REQUIREMENT
The answer should be a single number, the count of lines in this material that contain "black".

SOURCE DATA
----------------
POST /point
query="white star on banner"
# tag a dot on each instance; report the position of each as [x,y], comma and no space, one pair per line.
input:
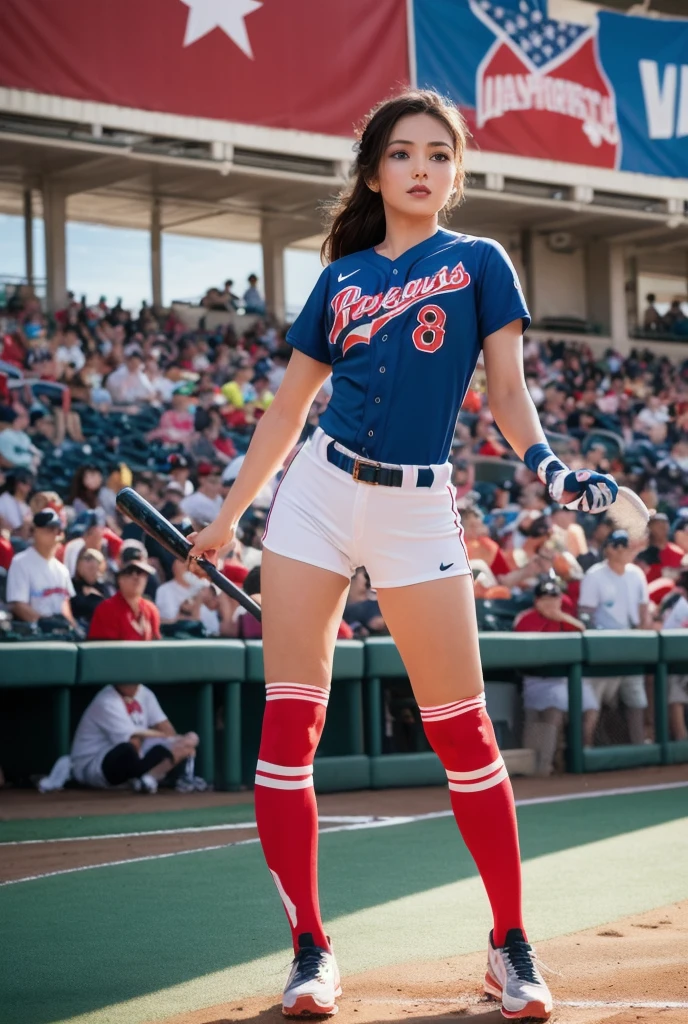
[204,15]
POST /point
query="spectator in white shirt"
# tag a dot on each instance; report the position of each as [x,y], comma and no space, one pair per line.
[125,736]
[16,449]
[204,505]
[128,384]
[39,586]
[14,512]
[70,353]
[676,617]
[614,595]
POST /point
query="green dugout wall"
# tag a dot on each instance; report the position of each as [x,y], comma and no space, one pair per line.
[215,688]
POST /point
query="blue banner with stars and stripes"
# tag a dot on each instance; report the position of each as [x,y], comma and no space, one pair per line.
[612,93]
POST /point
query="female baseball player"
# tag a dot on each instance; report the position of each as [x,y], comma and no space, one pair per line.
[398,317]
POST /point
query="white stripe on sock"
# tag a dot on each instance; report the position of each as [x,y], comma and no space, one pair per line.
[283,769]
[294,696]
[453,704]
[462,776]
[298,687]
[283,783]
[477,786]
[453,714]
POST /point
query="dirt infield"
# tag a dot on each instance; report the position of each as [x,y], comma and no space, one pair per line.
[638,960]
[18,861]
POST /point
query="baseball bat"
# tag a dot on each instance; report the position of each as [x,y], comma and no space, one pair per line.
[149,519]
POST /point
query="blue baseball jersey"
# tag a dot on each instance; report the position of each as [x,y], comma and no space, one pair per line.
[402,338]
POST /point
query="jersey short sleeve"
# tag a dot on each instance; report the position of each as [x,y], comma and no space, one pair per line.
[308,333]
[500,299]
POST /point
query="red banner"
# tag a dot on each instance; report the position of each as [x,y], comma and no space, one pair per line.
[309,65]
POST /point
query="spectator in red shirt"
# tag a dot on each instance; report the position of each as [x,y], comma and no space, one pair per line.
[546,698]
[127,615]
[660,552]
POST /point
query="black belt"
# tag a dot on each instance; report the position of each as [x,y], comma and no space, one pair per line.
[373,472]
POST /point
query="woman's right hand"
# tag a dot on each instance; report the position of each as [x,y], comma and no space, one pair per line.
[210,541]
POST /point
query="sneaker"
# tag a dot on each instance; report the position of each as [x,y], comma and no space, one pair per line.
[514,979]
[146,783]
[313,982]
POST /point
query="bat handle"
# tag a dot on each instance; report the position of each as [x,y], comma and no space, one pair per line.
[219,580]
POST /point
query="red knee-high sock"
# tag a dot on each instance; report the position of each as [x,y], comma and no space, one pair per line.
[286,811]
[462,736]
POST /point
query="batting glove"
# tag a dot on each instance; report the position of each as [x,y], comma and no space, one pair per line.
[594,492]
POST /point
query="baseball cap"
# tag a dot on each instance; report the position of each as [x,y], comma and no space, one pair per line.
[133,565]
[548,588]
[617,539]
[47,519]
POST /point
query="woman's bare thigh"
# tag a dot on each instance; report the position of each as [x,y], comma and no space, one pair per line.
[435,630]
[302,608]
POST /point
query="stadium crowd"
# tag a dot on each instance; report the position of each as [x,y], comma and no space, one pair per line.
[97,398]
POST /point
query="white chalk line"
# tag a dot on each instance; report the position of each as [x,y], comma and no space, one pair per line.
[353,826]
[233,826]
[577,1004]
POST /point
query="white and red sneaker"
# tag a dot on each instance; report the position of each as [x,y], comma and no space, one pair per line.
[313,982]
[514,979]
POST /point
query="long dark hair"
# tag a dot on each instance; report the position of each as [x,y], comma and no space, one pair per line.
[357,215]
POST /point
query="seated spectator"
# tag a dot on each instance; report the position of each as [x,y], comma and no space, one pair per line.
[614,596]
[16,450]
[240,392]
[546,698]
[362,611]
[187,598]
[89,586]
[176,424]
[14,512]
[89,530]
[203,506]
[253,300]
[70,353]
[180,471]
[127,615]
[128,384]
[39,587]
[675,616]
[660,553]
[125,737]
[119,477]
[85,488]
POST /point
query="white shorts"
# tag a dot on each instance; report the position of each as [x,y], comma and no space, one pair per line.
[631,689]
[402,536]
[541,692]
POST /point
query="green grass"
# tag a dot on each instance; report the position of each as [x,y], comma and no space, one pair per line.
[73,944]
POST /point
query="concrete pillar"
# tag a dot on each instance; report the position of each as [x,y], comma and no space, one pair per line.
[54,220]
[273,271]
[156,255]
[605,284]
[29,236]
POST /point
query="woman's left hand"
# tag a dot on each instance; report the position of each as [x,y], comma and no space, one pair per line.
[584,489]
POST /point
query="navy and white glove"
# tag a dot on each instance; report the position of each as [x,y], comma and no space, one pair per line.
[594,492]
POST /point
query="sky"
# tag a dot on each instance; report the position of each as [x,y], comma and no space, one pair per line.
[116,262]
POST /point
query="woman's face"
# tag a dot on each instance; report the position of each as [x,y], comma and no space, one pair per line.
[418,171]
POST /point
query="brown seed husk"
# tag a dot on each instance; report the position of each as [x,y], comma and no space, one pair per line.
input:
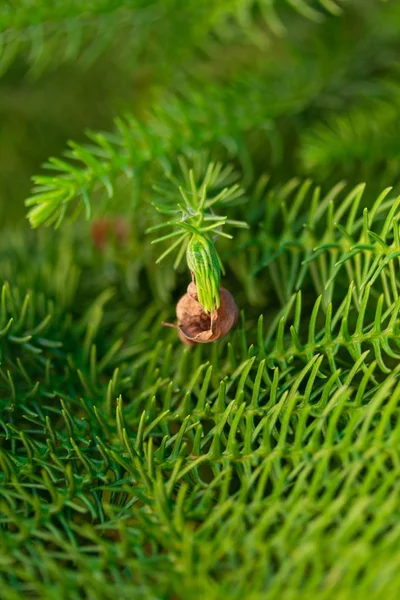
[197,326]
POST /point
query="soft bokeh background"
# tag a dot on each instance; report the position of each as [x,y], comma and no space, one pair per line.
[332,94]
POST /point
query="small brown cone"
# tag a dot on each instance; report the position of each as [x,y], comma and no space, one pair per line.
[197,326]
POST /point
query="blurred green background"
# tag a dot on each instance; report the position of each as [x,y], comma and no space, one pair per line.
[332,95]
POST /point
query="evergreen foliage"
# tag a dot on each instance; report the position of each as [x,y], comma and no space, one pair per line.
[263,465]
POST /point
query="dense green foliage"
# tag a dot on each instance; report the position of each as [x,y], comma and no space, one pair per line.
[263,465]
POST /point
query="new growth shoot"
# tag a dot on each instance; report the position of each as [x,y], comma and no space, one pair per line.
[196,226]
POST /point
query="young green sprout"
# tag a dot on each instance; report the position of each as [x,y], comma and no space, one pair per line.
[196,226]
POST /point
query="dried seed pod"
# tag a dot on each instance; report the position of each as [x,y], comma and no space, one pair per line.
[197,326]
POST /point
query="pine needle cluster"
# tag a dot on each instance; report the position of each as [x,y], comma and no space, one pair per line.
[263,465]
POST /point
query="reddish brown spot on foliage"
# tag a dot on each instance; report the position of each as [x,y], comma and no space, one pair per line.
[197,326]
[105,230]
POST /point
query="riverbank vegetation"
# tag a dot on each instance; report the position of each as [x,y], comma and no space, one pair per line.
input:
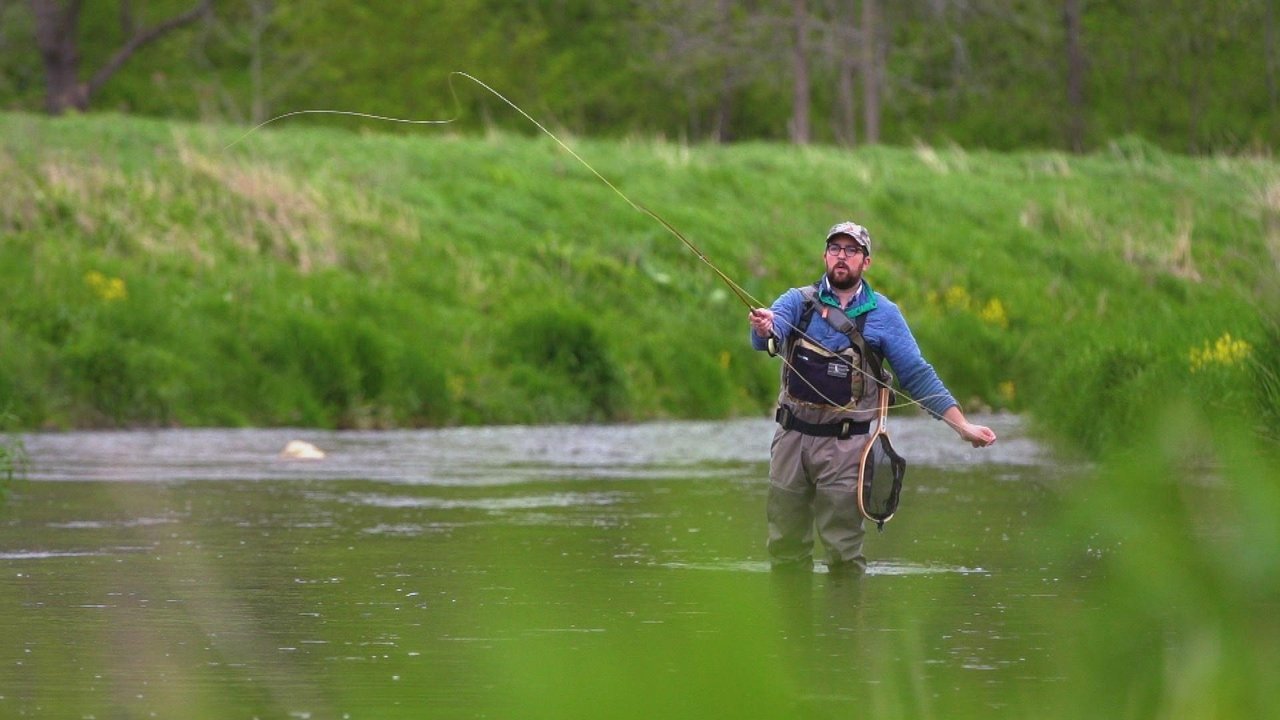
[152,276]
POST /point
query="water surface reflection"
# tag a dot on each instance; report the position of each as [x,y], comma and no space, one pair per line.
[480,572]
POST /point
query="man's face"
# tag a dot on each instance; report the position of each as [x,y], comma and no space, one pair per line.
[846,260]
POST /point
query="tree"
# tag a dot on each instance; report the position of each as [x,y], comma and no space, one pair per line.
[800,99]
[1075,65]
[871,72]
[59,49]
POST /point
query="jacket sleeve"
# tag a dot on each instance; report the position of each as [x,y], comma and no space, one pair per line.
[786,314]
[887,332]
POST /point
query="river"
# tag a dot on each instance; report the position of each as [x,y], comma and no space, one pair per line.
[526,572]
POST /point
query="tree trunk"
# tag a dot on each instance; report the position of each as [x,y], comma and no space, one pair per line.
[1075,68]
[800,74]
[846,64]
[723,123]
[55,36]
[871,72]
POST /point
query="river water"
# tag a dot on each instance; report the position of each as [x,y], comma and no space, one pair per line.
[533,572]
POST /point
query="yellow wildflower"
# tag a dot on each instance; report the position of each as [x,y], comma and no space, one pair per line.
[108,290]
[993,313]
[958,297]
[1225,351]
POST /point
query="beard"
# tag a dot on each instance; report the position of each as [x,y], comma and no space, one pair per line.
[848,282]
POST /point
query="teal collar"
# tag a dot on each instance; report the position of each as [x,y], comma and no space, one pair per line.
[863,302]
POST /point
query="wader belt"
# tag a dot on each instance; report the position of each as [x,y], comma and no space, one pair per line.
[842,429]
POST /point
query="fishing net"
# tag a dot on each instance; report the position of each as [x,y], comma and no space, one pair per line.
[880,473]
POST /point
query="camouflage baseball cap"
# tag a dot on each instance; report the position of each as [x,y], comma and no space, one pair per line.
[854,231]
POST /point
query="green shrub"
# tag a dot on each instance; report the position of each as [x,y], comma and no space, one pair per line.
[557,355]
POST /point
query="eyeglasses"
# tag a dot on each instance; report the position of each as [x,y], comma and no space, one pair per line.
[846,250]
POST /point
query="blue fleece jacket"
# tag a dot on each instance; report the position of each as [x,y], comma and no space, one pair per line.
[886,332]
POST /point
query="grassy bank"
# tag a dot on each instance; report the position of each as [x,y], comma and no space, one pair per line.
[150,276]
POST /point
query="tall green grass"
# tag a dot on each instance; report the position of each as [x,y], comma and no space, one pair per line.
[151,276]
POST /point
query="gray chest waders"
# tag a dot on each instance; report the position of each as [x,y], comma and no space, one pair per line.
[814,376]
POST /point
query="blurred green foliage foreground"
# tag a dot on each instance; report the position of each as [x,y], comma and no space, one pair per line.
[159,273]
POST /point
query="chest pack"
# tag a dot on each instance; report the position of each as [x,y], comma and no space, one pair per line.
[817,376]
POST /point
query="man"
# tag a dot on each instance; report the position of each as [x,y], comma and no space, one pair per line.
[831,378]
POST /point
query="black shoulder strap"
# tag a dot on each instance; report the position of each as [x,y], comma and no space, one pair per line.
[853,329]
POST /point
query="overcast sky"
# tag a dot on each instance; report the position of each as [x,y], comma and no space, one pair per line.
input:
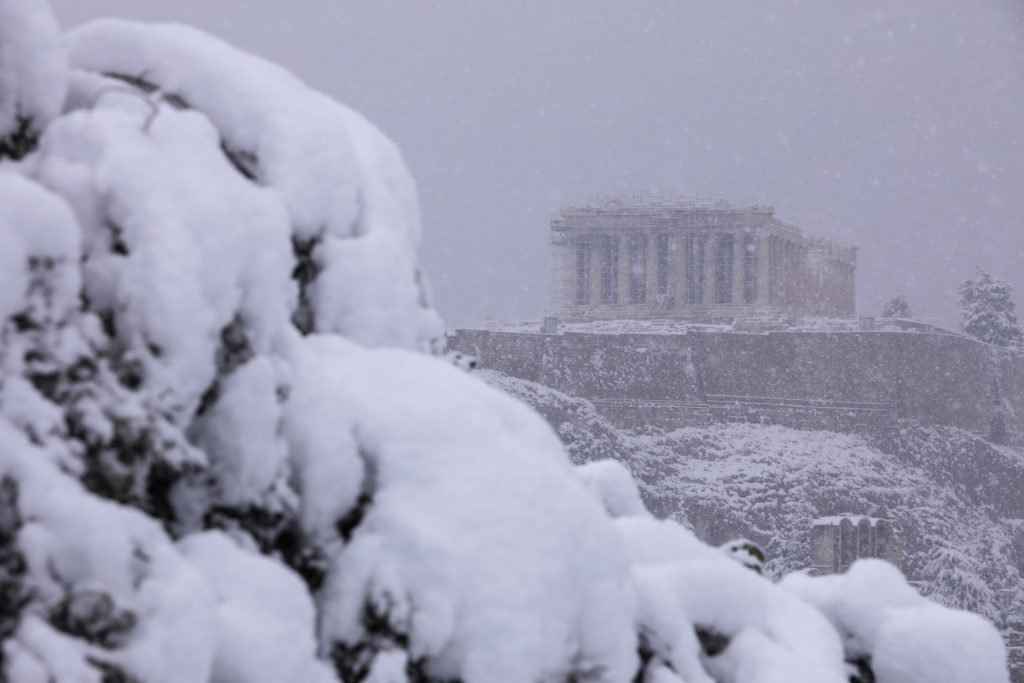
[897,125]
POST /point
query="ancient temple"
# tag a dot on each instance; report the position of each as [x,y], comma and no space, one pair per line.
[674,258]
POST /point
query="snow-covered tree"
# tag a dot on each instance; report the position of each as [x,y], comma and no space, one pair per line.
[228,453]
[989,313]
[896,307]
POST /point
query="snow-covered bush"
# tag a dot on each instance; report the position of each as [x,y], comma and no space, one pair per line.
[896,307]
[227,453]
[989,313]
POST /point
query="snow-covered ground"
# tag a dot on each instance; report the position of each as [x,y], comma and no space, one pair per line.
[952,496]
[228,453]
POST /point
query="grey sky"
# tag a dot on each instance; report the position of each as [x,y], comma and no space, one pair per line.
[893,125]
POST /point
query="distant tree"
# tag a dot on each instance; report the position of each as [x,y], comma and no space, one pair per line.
----------------
WRITTEN REPLY
2